··· Texto do documento
O termo “probabilidade geométrica” se refere à área da matemática que
estuda problemas que, ao mesmo tempo, envolvem o conceito de
probabilidade e situações de caráter geométrico. Neste artigo, vamos
mostrar a evolução dessa área da matemática desde sua fundação no século
XVIII, as dificuldades que se apresentaram ao seu desenvolvimento, a
crise gerada pelo aparecimento do Paradoxo de Bertrand, e como o rigor
da matemática foi incorporado ao corpo da teoria levando à criação de um
conjunto de resultados e teoremas extremamente elegantes e ricos em
aplicações.
Origens
É consenso entre os estudiosos da Teoria de Probabilidade Geométrica
que o seu texto fundador é o “Ensaio de aritmética moral”, de
Georges-Louis Leclerc, conhecido como Conde de Buffon, de 1777.
Buffon foi um grande iluminista francês do século XVIII, muito reconhecido como naturalista e autor da monumental obra História natural,
da qual o “Ensaio” é um apêndice. Buffon foi admitido na Academia de
Ciências de Paris com um trabalho sobre probabilidade e geometria, do
qual não sobreviveram cópias. Aparentemente, o “Ensaio sobre aritmética
moral” recupera partes daquele trabalho anterior.
O título do ensaio merece um comentário: por que chamá-lo de
“aritmética moral”? Na verdade, o texto dedica-se a analisar situações
“reais” em que uma pessoa possa se valer de conhecimentos matemáticos
para tomar decisões “acertadas”. Buffon se preocupa em analisar certas
situações com caráter de jogo entre duas ou mais pessoas e verifica em
que condições as chances de vitória dos participantes são idênticas.
······
··· Trechos dos registros
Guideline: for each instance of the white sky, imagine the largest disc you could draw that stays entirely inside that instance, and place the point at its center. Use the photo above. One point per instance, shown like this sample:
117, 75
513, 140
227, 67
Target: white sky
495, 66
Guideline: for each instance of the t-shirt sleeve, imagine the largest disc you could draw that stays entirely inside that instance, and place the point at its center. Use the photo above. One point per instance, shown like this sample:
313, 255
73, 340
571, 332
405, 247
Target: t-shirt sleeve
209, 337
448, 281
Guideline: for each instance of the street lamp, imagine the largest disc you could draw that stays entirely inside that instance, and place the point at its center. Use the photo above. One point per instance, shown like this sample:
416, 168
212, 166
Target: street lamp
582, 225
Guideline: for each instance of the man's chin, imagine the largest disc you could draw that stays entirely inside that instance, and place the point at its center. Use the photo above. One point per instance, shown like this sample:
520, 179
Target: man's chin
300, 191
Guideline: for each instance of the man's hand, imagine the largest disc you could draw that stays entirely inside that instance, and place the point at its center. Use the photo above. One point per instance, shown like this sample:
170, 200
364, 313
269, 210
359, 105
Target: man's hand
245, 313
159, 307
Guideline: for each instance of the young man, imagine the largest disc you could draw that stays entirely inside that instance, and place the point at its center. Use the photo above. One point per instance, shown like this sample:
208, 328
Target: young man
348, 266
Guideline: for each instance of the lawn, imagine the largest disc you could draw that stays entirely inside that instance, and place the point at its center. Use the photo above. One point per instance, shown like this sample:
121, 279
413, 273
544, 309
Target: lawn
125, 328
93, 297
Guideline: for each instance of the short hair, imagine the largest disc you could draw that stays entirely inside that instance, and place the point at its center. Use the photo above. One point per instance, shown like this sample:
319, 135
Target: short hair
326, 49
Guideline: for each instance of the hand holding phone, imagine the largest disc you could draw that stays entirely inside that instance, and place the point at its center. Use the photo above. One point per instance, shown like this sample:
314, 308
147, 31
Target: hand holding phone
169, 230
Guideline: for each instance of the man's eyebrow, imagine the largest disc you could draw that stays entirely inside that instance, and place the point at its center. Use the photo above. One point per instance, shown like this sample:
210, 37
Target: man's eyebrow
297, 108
······
__Tarefas a realizar__.
• 1. Transcreva fielmente o trecho do texto sobre probabilidade geométrica que vai de "Buffon foi um" até "participantes são idênticas.".
• 2. Enumere todos os aspectos que, segundo o primeiro parágrafo do texto sobre probabilidade geométrica, o artigo se propõe a mostrar.
• 3. Dê prosseguimento ao texto sobre probabilidade geométrica a partir da última frase apresentada.

__Resultados em sequência__.
• 1.
Buffon foi um grande iluminista francês do século XVIII, muito reconhecido como naturalista e autor da monumental obra História natural,
da qual o “Ensaio” é um apêndice. Buffon foi admitido na Academia de
Ciências de Paris com um trabalho sobre probabilidade e geometria, do
qual não sobreviveram cópias. Aparentemente, o “Ensaio sobre aritmética
moral” recupera partes daquele trabalho anterior.
O título do ensaio merece um comentário: por que chamá-lo de
“aritmética moral”? Na verdade, o texto dedica-se a analisar situações
“reais” em que uma pessoa possa se valer de conhecimentos matemáticos
para tomar decisões “acertadas”. Buffon se preocupa em analisar certas
situações com caráter de jogo entre duas ou mais pessoas e verifica em
que condições as chances de vitória dos participantes são idênticas.

• 2.
- A evolução dessa área da matemática desde sua fundação no século XVIII
- As dificuldades que se apresentaram ao seu desenvolvimento
- A crise gerada pelo aparecimento do Paradoxo de Bertrand
- Como o rigor da matemática foi incorporado ao corpo da teoria, levando à criação de um conjunto de resultados e teoremas extremamente elegantes e ricos em aplicações

• 3.
Nessas condições, o jogo é “moral” (ou honesto).
O conteúdo do “Ensaio de aritmética moral”
Nesse trabalho seminal, Buffon começa com considerações sobre uso de
matemática elementar em situações do cotidiano. São análises simples e
pouco profundas. O primeiro tema profundo tratado no texto é o chamado
Paradoxo de São Petersburgo.
Imaginemos um jogo entre duas pessoas com as seguintes regras:
• O jogador “A” paga uma taxa para entrar no jogo. Em seguida, joga
uma moeda e se sair cara na primeira tentativa ele ganha do jogador “B” o
equivalente a um real.
• Se na primeira tentativa não sair cara, o jogador “A” joga a moeda
novamente e se obtiver cara no segundo lançamento ganha de “B” o
equivalente a 2 reais.
• Se nas duas primeiras não saiu cara, o jogador “A” joga novamente e se obtiver cara na terceira tentativa ganha 4 reais.
• O jogo segue dessa maneira: “A” vai jogar a moeda até obter cara.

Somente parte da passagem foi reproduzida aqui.